指示文 -
以下の資料のうち、文字列「wire」を含む行をすべて抜き出して返すこと。

=== 保存資料 ===

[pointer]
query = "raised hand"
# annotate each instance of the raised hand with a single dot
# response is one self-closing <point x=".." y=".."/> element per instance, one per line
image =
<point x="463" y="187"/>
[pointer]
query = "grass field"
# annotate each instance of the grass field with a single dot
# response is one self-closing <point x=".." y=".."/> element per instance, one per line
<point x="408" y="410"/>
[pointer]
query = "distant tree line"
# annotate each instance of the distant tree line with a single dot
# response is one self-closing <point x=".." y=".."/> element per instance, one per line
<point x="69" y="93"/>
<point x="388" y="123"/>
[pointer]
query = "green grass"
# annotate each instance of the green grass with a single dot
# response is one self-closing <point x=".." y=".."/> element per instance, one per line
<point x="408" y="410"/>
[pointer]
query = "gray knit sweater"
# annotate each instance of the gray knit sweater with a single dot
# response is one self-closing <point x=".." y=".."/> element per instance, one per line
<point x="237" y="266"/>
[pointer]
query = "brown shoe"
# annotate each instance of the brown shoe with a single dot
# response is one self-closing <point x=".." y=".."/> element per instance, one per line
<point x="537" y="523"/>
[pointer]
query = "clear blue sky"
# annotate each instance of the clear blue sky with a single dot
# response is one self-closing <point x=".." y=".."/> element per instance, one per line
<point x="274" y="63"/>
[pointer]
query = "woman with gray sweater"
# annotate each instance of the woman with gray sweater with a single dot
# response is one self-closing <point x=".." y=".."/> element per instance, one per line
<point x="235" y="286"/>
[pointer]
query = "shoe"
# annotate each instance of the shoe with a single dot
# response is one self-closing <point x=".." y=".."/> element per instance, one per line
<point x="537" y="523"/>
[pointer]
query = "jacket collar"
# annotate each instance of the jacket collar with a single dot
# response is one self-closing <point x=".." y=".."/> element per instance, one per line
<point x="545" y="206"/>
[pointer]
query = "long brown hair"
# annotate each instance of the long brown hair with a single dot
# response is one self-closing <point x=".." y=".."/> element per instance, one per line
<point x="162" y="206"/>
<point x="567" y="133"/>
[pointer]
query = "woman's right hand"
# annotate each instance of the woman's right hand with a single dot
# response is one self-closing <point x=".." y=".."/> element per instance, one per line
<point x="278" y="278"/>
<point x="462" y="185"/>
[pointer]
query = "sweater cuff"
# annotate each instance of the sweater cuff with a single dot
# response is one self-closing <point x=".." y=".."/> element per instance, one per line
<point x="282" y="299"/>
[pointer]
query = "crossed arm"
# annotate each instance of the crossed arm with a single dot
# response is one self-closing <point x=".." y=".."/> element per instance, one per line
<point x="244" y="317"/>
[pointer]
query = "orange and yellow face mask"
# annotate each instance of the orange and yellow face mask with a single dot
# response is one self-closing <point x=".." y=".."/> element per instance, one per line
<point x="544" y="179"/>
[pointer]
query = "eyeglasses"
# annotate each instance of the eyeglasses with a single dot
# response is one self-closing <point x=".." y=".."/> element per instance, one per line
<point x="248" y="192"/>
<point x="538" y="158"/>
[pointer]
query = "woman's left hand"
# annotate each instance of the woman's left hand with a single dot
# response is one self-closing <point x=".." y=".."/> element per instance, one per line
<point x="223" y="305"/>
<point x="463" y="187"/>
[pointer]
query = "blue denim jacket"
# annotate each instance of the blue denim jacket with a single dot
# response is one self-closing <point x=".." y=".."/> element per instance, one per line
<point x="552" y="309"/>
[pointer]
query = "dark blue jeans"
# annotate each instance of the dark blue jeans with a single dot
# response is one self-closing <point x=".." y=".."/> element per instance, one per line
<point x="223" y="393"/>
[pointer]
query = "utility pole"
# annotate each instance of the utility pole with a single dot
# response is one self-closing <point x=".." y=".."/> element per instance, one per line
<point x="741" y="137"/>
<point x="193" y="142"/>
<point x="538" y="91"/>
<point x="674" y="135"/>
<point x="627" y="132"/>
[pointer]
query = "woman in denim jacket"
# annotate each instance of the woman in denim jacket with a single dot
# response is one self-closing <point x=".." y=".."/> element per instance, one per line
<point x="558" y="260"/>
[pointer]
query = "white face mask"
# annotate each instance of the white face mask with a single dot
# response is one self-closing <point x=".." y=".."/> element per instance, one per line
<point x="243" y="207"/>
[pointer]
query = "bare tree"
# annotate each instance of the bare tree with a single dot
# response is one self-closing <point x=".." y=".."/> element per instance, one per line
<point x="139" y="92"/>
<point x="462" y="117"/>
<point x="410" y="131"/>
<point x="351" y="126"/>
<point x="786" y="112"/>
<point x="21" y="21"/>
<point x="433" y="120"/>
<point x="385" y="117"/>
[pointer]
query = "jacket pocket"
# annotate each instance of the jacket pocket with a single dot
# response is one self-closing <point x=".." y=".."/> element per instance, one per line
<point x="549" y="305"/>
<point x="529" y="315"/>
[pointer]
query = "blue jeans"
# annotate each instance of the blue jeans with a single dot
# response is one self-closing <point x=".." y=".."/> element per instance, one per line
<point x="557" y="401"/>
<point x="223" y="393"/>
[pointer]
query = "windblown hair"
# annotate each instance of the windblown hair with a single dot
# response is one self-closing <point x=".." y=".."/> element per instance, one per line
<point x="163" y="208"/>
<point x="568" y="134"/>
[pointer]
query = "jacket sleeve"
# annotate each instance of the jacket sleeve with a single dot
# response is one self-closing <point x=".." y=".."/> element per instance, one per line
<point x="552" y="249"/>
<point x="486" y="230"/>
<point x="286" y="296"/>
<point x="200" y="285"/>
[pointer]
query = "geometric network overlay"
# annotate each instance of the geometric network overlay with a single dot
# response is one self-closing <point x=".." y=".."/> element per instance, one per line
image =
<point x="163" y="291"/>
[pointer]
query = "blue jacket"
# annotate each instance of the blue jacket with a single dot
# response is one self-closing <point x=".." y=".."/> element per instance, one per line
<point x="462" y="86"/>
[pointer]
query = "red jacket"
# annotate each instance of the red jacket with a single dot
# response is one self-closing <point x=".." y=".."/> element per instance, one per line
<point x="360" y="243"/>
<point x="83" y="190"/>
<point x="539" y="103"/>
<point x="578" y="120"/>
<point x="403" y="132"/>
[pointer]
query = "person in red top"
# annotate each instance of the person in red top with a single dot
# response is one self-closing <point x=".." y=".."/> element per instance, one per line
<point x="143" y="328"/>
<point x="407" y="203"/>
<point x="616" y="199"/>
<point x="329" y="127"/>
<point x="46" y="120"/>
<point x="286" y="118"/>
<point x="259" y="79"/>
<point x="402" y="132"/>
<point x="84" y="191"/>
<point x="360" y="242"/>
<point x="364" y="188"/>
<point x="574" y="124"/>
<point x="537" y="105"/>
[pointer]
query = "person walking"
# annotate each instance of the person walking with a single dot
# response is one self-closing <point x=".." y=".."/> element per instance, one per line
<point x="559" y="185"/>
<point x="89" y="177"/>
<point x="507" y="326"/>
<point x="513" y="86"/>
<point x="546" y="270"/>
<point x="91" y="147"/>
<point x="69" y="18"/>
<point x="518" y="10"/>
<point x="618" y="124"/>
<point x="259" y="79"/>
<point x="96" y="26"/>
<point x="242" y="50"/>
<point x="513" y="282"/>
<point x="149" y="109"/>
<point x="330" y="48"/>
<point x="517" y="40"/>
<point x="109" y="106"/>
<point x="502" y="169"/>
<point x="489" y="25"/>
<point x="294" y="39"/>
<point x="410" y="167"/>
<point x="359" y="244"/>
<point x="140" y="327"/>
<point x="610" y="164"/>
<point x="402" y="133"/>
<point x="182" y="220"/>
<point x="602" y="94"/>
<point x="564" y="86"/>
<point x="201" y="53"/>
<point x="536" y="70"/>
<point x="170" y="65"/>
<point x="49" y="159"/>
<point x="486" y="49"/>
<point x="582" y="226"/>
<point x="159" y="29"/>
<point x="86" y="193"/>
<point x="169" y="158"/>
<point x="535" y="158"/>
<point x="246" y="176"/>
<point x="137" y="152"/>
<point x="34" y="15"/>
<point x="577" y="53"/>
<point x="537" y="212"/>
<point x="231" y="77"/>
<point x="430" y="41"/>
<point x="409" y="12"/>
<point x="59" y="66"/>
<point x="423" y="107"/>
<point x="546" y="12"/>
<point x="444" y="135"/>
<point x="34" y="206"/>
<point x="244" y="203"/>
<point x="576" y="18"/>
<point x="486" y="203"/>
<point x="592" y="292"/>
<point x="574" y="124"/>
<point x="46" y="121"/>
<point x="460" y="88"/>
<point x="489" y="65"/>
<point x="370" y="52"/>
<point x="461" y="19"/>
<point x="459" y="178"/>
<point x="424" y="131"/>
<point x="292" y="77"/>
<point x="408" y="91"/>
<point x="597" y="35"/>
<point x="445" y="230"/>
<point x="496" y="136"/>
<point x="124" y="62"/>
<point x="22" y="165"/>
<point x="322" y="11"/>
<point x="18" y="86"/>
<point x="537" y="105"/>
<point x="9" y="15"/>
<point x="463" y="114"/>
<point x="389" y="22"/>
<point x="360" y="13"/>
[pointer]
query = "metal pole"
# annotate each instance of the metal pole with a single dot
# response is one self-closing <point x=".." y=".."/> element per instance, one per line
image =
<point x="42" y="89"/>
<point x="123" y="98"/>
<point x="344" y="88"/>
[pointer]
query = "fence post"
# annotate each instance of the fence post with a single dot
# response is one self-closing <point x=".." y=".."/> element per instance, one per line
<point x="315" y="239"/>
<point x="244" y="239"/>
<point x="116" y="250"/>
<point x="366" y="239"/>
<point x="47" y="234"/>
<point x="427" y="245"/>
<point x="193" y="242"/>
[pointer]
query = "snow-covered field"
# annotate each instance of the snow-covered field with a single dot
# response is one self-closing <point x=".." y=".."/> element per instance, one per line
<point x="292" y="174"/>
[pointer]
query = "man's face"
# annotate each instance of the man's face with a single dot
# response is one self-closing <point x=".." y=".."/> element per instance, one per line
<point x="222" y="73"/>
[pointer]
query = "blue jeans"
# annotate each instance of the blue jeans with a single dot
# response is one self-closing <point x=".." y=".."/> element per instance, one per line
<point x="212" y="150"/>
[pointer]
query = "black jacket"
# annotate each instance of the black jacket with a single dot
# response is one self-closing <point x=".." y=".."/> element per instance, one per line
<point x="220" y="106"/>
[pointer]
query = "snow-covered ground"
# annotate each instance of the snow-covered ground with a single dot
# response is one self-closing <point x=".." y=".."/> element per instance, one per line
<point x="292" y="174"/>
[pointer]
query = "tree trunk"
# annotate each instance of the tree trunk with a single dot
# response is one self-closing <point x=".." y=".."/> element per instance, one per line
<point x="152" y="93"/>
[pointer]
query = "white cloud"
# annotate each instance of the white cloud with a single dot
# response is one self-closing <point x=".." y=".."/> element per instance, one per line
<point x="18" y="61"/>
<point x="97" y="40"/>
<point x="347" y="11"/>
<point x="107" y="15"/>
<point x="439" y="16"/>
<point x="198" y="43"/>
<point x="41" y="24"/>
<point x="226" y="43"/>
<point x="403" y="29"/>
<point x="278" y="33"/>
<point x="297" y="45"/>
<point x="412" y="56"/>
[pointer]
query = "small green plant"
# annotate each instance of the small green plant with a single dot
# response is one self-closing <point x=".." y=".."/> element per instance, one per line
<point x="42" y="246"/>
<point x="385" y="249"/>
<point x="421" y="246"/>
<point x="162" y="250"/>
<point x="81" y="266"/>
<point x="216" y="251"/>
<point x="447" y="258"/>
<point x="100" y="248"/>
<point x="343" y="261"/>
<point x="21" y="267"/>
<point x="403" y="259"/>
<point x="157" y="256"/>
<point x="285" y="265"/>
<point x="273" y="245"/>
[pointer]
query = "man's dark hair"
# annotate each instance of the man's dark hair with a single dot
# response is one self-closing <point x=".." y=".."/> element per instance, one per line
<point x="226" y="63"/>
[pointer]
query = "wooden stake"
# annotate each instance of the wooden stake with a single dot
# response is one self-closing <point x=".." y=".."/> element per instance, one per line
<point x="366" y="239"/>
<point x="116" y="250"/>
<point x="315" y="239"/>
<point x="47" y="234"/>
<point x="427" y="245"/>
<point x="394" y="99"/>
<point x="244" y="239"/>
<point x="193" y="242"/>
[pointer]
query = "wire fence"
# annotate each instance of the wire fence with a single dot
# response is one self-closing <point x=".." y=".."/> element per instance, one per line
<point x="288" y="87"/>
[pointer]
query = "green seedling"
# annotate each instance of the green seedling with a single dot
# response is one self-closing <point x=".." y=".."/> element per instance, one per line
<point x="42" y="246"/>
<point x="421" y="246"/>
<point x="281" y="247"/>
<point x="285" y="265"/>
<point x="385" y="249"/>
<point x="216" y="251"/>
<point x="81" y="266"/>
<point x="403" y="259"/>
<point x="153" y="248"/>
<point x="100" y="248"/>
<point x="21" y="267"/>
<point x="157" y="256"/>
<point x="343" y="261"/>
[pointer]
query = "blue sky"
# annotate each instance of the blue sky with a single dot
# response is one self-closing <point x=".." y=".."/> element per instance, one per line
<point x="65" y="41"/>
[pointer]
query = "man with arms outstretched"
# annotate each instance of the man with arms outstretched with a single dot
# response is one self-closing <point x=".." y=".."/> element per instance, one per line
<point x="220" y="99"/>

===

解答 -
query = "wire fence"
# annotate each instance of the wire fence with a single dot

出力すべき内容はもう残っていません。